- _TASK TO COMPLETE_
Could you lay out all of the material below as a numbered list, with blank lines dropped and the pictures left out?

- _RECORDS SHOWN_
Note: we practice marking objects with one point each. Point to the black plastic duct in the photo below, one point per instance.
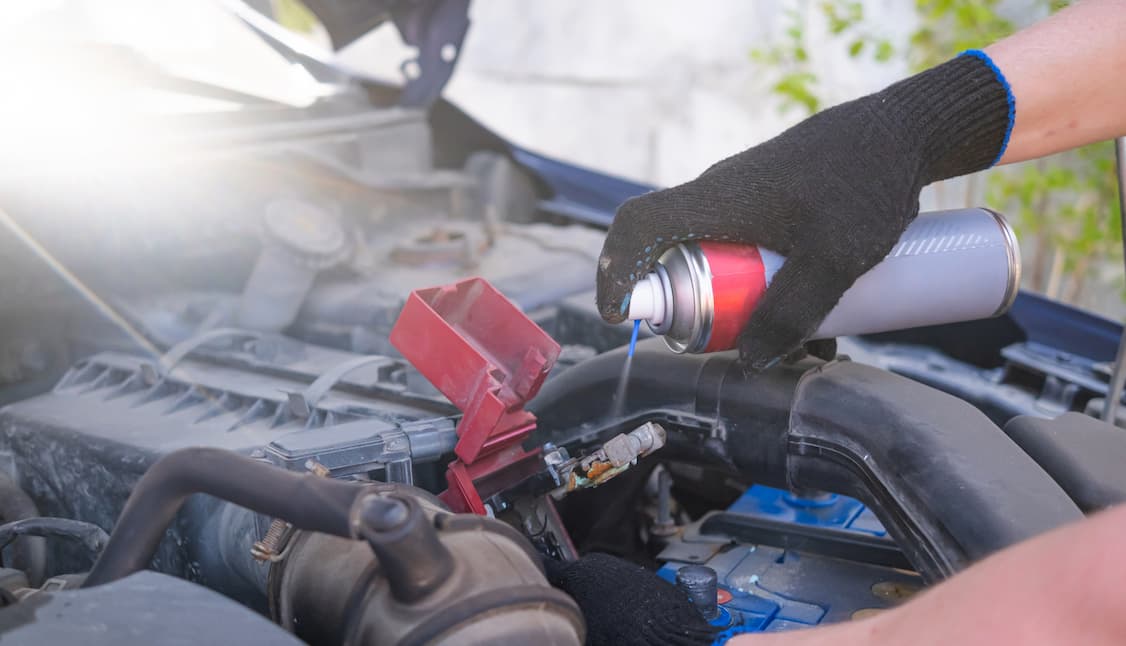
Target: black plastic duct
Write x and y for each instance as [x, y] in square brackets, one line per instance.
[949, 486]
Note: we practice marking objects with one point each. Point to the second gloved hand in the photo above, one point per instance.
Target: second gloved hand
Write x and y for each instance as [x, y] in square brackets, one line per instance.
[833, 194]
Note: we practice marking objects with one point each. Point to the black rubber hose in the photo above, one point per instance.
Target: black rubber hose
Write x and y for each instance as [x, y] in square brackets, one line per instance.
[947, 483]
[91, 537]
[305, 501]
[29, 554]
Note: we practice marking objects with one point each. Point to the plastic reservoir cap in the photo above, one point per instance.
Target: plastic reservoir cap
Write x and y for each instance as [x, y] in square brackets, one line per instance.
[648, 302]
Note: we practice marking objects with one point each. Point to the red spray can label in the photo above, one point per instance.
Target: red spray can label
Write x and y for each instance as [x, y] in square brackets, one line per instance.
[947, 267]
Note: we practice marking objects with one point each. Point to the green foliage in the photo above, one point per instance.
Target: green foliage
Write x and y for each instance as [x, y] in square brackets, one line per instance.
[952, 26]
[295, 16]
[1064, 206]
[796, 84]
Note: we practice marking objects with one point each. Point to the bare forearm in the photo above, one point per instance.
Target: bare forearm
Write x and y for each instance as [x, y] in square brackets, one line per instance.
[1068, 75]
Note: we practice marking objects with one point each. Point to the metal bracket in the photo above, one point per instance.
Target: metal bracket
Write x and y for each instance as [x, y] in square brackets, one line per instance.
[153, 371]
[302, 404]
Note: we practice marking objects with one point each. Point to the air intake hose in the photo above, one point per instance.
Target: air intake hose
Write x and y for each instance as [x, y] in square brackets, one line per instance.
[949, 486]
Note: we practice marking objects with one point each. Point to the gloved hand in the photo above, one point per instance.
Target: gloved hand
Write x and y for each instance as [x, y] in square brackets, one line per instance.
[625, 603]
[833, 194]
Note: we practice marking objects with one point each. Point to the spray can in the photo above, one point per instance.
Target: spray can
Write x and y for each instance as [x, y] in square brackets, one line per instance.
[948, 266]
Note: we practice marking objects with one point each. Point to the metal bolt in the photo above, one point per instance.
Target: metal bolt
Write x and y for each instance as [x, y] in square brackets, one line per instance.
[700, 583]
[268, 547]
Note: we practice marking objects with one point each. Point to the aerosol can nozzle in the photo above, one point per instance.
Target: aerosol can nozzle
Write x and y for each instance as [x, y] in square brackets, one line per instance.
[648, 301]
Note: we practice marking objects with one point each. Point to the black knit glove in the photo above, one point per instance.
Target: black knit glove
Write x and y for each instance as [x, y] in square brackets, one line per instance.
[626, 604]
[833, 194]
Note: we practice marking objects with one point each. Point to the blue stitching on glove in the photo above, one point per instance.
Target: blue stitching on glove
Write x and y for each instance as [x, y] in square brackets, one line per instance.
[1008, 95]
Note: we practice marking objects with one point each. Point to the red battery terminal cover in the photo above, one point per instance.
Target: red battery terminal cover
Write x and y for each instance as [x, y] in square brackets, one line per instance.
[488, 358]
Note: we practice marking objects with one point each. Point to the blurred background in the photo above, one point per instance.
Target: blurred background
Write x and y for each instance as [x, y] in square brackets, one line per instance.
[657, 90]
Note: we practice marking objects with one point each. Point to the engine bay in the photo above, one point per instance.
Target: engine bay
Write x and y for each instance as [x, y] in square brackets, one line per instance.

- _THE REPLY_
1. Note: we practice marking objects with one point each. Point to the black plastic duct in the photo below, one point per instance.
2. Target: black plastic duct
3. Write x and y for each instance as [x, y] in square brackets, one line per instance.
4. [949, 486]
5. Note: we practice marking objects with one point each. Point to the second gloved hand in the photo above, one point per instance.
6. Target: second gloved hand
7. Write x and y for each instance as [x, y] in square brackets, one line per instance.
8. [833, 194]
9. Note: we practice marking objects with one point each. Point to the black rubber hose in the photo above, one point per instance.
10. Target: black rubber hose
11. Write x and y for each instance as [x, y] in square brackets, one line per instance.
12. [947, 483]
13. [91, 537]
14. [305, 501]
15. [29, 554]
16. Note: we practice marking objects with one point each. Point to the plastic reservoir cap in the photo above, one point per instance.
17. Target: plastic reservoir cap
18. Write x and y for each instance as [x, y] in square brackets, one line per instance.
19. [648, 302]
20. Note: we practice marking objects with one point each. Point to the red spray can label in the photo above, one point per instance.
21. Target: red spray can label
22. Write x and y for each instance as [x, y] in square brackets, one line per instance.
23. [947, 267]
24. Note: we practice marking objects with one point each. Point to the green foliage in the photo above, one point per instance.
25. Target: green foliage
26. Write x and y for each instance as [x, y] in square brackets, one line per instance.
27. [952, 26]
28. [295, 16]
29. [1064, 206]
30. [796, 84]
31. Note: we practice marking objects with one point each. Point to the bare forearm in the photo above, one point per instance.
32. Target: bare forearm
33. Write x and y for each instance as [x, y] in square brackets, one line per instance.
34. [1068, 75]
35. Note: we practice marking objects with one point each. Point to the metal bracket in the photo above, one point per instance.
36. Target: metal bracket
37. Write x and y for each instance as [x, y] in square brackets, one line per instance.
38. [153, 371]
39. [302, 404]
40. Note: we practice marking objects with one point each. Point to the air intake hose in the photo above, one point per instance.
41. Target: air intake hose
42. Write x and y for each instance as [x, y] in square brackets, one line per instance.
43. [949, 486]
44. Note: we practice marking objects with one point each. Point to the gloved hand in the photo above, one point per instance.
45. Target: gloved hand
46. Write x and y for each instance as [x, y] in square brackets, one line per instance.
47. [625, 603]
48. [833, 194]
49. Note: we practice marking objects with one point each. Point to the spray can in the photo above, one point per instance.
50. Target: spray can
51. Write x and y for each instance as [x, y] in square brackets, one line per instance.
52. [948, 266]
53. Note: we practice marking objects with one point each. Point to the metal bolt in the photo above, one point per instance.
54. Target: metal bolt
55. Write x and y for each instance as [x, y] in square brackets, one line per instance.
56. [700, 583]
57. [268, 547]
58. Note: we practice marking objects with one point each. Point to the aerosol can nozzle in the photo above, one point per instance.
59. Target: aerosol can nozzle
60. Write x and y for each instance as [x, y] in square brackets, one line per instance.
61. [648, 301]
62. Note: we practice marking objects with one point each. Point to the black knit glove in the photo above, one point per instance.
63. Target: black knit glove
64. Write x and y for each instance as [x, y] in square brackets, one line per instance.
65. [626, 604]
66. [833, 194]
67. Note: we practice marking objects with one point each. Point to the blue stitching on glove in the photo above, one point per instance.
68. Target: blue stitching on glove
69. Write x and y for each instance as [x, y] in square brackets, one line per instance.
70. [1008, 95]
71. Note: we practice marking objects with one point each. Point to the red battery terminal cover in the photo above, one point per instance.
72. Target: red battery terminal cover
73. Write x and y for each instance as [x, y] in square brackets, one line per instance.
74. [488, 358]
75. Note: we practice marking objects with one point each. Point to the blurred background in the photo above, one point per instance.
76. Target: blurred background
77. Write x and y for each instance as [x, y] in square brackets, one line per instance.
78. [657, 90]
79. Note: we practice marking objects with one point each. Point to the engine bay in the photo above, one point per instance.
80. Target: engine bay
81. Write x and y for each instance as [x, y] in square brackets, one line per instance.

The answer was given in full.